##### DOKUMEN SUMBER #####

Membangkitkan
Industri Surimi
Taufik
Hidayat
Dosen
Tetap Perikanan Universitas Sultan Ageng Tirtayasa
Pelarangan cantrang
oleh pemerintah pusat (KKP RI) menyebabkan efek negative bagi para pelaku
industri surimi. 15 perusahaan yang bergerak di bidang surimi menyatakan
bangkrut akibat pasokan bahan baku yang berkurang. Total invesitasi yang
mencapai 110 US dollar untuk upaya ekspor pun mengalami kerugian. Hal ini
sangat kontradiktif dengan aturan presiden yang dikeluarkan melalui Perpres no
7 tahun 2016 tentang percepatan industrialisasi perikanan. Bahkan sangat bertolak belakang dengan Nawa
Cita Presiden Jokowi dan JK yang sangat jelas di point 6 yang menggambarkan
bahwa Indonesia harus mampu menciptakan produk yang berdaya saing degan
produk-produk dari luar negeri. Surimi salah produk intermediet yang
kebutuhannya sangat mendukung dalam menciptakan produk yang berdaya saing.
Industri
Surimi
Selama ini surimi dibuat dari berbagai jenis ikan
tangkap seperti: kurisi, ikan merah/ikan mata goyang, ikan gulamah/tigawaja dan
ikan kuniran/ikan biji nangka. Ketersediaan bahan baku ikan tersebut di atas
sepanjang tahun sangatlah fluktuatif dan tergantung dari iklim, cuaca serta
musim tangkap. Dengan demikian kondisi industri surimi umumnya tidak dapat
beroperasi secara optimal, dan beberapa perusahaan bahkan usahanya telah gulung
tikar karena skala produksinya menjadi tidak layak lagi untuk diteruskan.
Menurut data statistik, pada tahun 2008 kapasitas terpasang industri surimi di
Indonesia telah mencapai 16,5 ribu ton, namun produksinya hanya 7,3 ribu ton,
dengan demikian tingkat produksinya hanya 44%.

##### BARIS DATA #####

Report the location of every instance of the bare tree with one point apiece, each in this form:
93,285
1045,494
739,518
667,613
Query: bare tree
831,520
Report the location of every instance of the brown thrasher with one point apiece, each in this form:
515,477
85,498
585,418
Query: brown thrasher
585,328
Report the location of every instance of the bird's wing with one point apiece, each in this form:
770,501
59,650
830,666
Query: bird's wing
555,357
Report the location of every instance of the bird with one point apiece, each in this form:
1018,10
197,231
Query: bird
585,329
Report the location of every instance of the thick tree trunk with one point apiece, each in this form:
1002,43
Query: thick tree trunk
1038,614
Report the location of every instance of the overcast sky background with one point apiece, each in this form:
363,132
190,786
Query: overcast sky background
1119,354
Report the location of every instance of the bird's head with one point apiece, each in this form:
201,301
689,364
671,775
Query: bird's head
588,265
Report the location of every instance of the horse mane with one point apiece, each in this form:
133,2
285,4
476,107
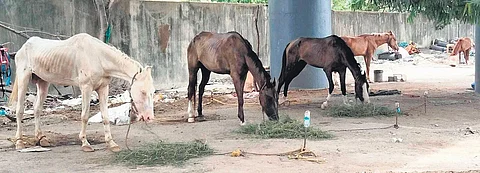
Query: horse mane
253,56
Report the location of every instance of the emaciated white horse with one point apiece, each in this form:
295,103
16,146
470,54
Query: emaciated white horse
86,62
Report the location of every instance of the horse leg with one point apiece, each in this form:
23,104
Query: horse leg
239,82
297,68
368,60
328,72
342,86
42,91
102,98
466,55
23,80
86,95
192,83
201,89
460,57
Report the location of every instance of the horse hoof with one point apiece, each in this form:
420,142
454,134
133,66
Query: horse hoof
44,142
115,149
19,145
324,105
87,148
201,118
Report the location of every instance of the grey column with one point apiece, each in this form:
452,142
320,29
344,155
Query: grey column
290,19
477,59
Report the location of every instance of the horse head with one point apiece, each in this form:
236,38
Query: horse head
392,40
141,92
362,88
269,99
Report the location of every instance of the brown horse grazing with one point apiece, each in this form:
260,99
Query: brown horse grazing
464,45
330,53
365,45
228,53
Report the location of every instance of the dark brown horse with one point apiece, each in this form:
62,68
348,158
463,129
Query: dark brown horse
464,45
228,53
330,53
365,45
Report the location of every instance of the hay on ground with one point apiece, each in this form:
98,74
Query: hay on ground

#####

■ **PERINTAH SOAL**
Salin tanpa perubahan bagian teks tentang industri surimi mulai dari "Menurut data statistik, pada" hingga "produksinya hanya 44%.".

■ **PENYELESAIAN SOAL**
Menurut data statistik, pada tahun 2008 kapasitas terpasang industri surimi di
Indonesia telah mencapai 16,5 ribu ton, namun produksinya hanya 7,3 ribu ton,
dengan demikian tingkat produksinya hanya 44%.